Source extract: Begin
Sunday, June 12, 2011

Necrobiosis Lipoidica Diabeticorum

I'm going about my day when I feel that telltale sting on my lower leg and I can't stop the string of cuss words that leave my mouth. It doesn't really hurt, but I know that in moments the pain will increase exponentially. I look down and see what amounts to little more than a scratch. I watch as a clear liquid begins to seep from the wound then count to ten as the pain begins to ramp up and I try to remember how to breathe.

My necrobiosis lipoidica diabeticorum lesions look like burns and ironically when they are injured they burn like they are literally on fire. A fire that will be repeated at random times during the next week or two that it takes for the injury to heal. The length of time depends on whether or not the living tissue beneath the lesion was injured too. The deeper the wound the longer the healing time. Also, the more frequent the shooting pains through the wound.

Although my loved ones and co-workers are used to seeing the lesions, when I've injured one, they can't help but ask if I'm okay. I can't say that I blame them. The wounds look nothing less than angry. Sometimes they will puff up or swell and often they will actually look like they are infected. Even though they aren't.
Source extract: End
Material shown: Begin
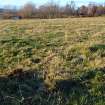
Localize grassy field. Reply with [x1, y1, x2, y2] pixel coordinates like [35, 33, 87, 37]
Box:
[0, 17, 105, 105]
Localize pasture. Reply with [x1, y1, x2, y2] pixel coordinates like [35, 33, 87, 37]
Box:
[0, 17, 105, 105]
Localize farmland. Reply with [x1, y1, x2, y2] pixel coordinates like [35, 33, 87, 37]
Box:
[0, 17, 105, 105]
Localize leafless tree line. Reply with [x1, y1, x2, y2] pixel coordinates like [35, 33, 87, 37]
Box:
[3, 1, 105, 19]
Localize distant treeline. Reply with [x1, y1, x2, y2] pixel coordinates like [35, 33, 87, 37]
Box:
[0, 1, 105, 19]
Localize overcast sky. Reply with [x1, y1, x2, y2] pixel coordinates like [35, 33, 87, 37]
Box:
[0, 0, 105, 6]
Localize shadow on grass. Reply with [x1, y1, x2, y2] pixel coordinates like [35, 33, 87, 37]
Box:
[0, 69, 105, 105]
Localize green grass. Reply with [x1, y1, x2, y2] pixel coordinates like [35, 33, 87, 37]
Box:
[0, 17, 105, 105]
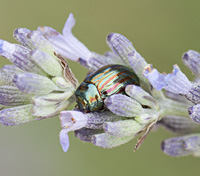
Material shown: End
* List of tasks
1. In the post about necrobiosis lipoidica diabeticorum, rewrite the paragraph beginning "My necrobiosis lipoidica diabeticorum lesions look like burns" as a short bulleted list that keeps its main facts.
2. According to the post about necrobiosis lipoidica diabeticorum, what begins to seep from the wound after the lesion is scratched?
3. Reproduce the passage of the necrobiosis lipoidica diabeticorum post starting at "I'm going about" and ending at "how to breathe.".
The records are separate material from the post on necrobiosis lipoidica diabeticorum.

* Solutions to the problems
1.
- The lesions look like burns, and when injured they burn as if on fire.
- The burning returns at random times during the week or two the injury takes to heal.
- Healing time depends on whether the living tissue beneath the lesion was also injured.
- Deeper wounds take longer to heal and bring more frequent shooting pains.

2. A clear liquid.

3.
I'm going about my day when I feel that telltale sting on my lower leg and I can't stop the string of cuss words that leave my mouth. It doesn't really hurt, but I know that in moments the pain will increase exponentially. I look down and see what amounts to little more than a scratch. I watch as a clear liquid begins to seep from the wound then count to ten as the pain begins to ramp up and I try to remember how to breathe.